> Extract
* * *
In the October 2012 Risk Note we reported on the European Commission’s initiative to implement a European Banking Union. The Commission’s initial target was to have the system in place by January 2013. We expressed doubts about the feasibility of this aggressive timetable. Unsurprisingly, the timetable has now slipped. It is now proposed that the European Central Bank (ECB) will assume its supervisory tasks within the single supervisory mechanism (SSM) on 1 March 2014 (or 12 months after the entry into force of legislation, whichever is later). From this date, the ECB will also be entitled to exercise its supervisory functions, in relation to any credit institution which the European Stability Mechanism (ESM) considers requires recapitalisation.

In early December 2012, the Council of the European Union made significant progress towards the plan to create a European Banking Union. Its decision of 13 December 20122 (the Council Proposal) reflects the political agreement reached by the Member States concerned. Although this Council Proposal will need to follow the European legislative process, we now have a relatively precise idea of the shape of the future EU banking supervision system.

It may not be entirely a coincidence that this decision was taken almost simultaneously with the release of the Financial Stability Board’s (FSB) report on strengthening the oversight and regulation of “shadow banking entities”.3 This is another initiative which emerged in the wake of the financial crisis. It is obvious that the more mainstream banking business is subjected to demanding regulation, the more the question of how, and to what extent, banking activities can be exercised outside that framework becomes relevant.
* * *
> Source material
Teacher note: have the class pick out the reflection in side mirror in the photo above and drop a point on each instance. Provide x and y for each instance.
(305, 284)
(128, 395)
* * *
> Exercise directions
Could you reproduce the banking union text word for word, starting with "In early December" and going on through "banking supervision system."?

> Solved problem
In early December 2012, the Council of the European Union made significant progress towards the plan to create a European Banking Union. Its decision of 13 December 20122 (the Council Proposal) reflects the political agreement reached by the Member States concerned. Although this Council Proposal will need to follow the European legislative process, we now have a relatively precise idea of the shape of the future EU banking supervision system.